Records from a dataset:
━━━━━━━━━━━━━━━━━━━━

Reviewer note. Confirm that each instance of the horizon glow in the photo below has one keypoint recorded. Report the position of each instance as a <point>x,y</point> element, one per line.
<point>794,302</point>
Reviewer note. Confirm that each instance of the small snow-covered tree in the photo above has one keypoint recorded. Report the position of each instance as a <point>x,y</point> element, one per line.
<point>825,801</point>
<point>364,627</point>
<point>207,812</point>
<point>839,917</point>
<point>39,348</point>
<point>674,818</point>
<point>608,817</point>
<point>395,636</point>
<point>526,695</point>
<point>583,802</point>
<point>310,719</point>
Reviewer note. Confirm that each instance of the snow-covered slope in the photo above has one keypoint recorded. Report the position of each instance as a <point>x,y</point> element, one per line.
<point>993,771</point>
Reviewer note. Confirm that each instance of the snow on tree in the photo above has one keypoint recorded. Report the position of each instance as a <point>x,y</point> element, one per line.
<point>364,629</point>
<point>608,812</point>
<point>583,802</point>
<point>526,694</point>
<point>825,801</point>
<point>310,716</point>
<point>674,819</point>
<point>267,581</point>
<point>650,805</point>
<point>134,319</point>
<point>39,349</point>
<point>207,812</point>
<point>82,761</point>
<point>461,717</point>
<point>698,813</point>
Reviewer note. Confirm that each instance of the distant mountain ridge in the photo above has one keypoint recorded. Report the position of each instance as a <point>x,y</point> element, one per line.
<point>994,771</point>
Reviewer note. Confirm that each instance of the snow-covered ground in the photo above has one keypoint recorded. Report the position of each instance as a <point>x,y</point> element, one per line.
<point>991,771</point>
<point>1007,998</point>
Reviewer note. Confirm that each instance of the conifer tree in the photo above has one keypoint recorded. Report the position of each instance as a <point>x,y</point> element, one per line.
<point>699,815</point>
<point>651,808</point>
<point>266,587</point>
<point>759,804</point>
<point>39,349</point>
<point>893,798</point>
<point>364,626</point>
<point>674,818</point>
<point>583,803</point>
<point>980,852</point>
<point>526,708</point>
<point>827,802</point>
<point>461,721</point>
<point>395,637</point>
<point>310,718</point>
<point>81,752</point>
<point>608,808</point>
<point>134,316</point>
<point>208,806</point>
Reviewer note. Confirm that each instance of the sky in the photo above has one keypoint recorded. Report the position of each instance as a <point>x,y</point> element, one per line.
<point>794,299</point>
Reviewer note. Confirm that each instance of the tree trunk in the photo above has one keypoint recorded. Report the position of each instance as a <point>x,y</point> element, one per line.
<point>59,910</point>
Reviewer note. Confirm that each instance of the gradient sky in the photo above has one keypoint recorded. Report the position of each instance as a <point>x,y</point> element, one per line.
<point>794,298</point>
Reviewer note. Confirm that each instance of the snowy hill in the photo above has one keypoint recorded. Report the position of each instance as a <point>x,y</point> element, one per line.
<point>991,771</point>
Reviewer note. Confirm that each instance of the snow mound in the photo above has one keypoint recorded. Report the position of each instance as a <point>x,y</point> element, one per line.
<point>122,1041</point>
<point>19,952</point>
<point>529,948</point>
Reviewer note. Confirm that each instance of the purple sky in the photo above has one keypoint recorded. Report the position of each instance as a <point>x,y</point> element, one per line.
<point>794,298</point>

━━━━━━━━━━━━━━━━━━━━

Reproduce all of the material above, line by line, without changing anything.

Reviewer note. Confirm that each instance of the horizon glow in the photo below has one keypoint recorded. Report the position of each instance as a <point>x,y</point> element, one per line.
<point>794,302</point>
Reviewer note. Confirm that each instance of the small snow-covered tree in the photo above has one keypoint recorded. Report the position of each instance as a <point>x,y</point> element, one per line.
<point>825,801</point>
<point>364,627</point>
<point>207,812</point>
<point>839,917</point>
<point>39,348</point>
<point>674,818</point>
<point>608,817</point>
<point>395,636</point>
<point>526,695</point>
<point>583,802</point>
<point>310,719</point>
Reviewer note. Confirm that each instance of the snow-covered slope in the photo above has one keypoint recorded. Report the position of each instance as a <point>x,y</point> element, one per line.
<point>993,771</point>
Reviewer note. Confirm that each instance of the snow on tree in the photo above has one keypoint recorded. Report the position of each instance as a <point>x,y</point> element, one per line.
<point>364,629</point>
<point>608,812</point>
<point>583,802</point>
<point>526,694</point>
<point>825,801</point>
<point>310,716</point>
<point>674,819</point>
<point>267,581</point>
<point>650,805</point>
<point>134,319</point>
<point>39,349</point>
<point>207,812</point>
<point>82,761</point>
<point>461,717</point>
<point>698,813</point>
Reviewer note. Confirm that each instance of the distant mountain ridge in the photo above has one keypoint recorded. Report the position of each instance as a <point>x,y</point> element, one per line.
<point>994,771</point>
Reviewer note. Confirm that each instance of the snow-covered ground in the photo above has one keypoint recorded. Report the position of each instance as a <point>x,y</point> element, one per line.
<point>991,771</point>
<point>1007,998</point>
Reviewer note. Confirm that each instance of the conifer tree in the photo above has one keypoint recorded. Report the position of each instance as a <point>x,y</point> element, one per line.
<point>699,815</point>
<point>651,808</point>
<point>266,587</point>
<point>759,804</point>
<point>39,349</point>
<point>893,798</point>
<point>364,626</point>
<point>674,818</point>
<point>583,803</point>
<point>980,852</point>
<point>526,708</point>
<point>827,802</point>
<point>461,721</point>
<point>395,637</point>
<point>310,718</point>
<point>81,752</point>
<point>608,808</point>
<point>134,316</point>
<point>208,806</point>
Reviewer note. Confirm that each instance of the sky in the photo above has one keypoint recorded. Report the position of each instance as a <point>x,y</point> element, one per line.
<point>794,299</point>
Reviewer note. Confirm that each instance of the tree trunk in the photo above has one keypoint recorded. Report the position of each instance as a <point>x,y</point> element, one per line.
<point>59,910</point>
Reviewer note. Confirm that each instance of the gradient sky in the photo above has one keypoint recorded. Report the position of each instance as a <point>x,y</point> element, one per line.
<point>794,298</point>
Reviewer note. Confirm that each instance of the snowy hill in the photo above has one keypoint recorded. Report the position of each instance as a <point>x,y</point> element, one per line.
<point>991,771</point>
Reviewer note. Confirm that each instance of the snow mound in the photo above has one keypoint recorded. Report the position of each instance as a <point>x,y</point> element, one per line.
<point>122,1041</point>
<point>19,952</point>
<point>529,948</point>
Reviewer note. Confirm that each instance of the purple sky in the photo above has one keypoint recorded. Report the position of each instance as a <point>x,y</point> element, one per line.
<point>794,298</point>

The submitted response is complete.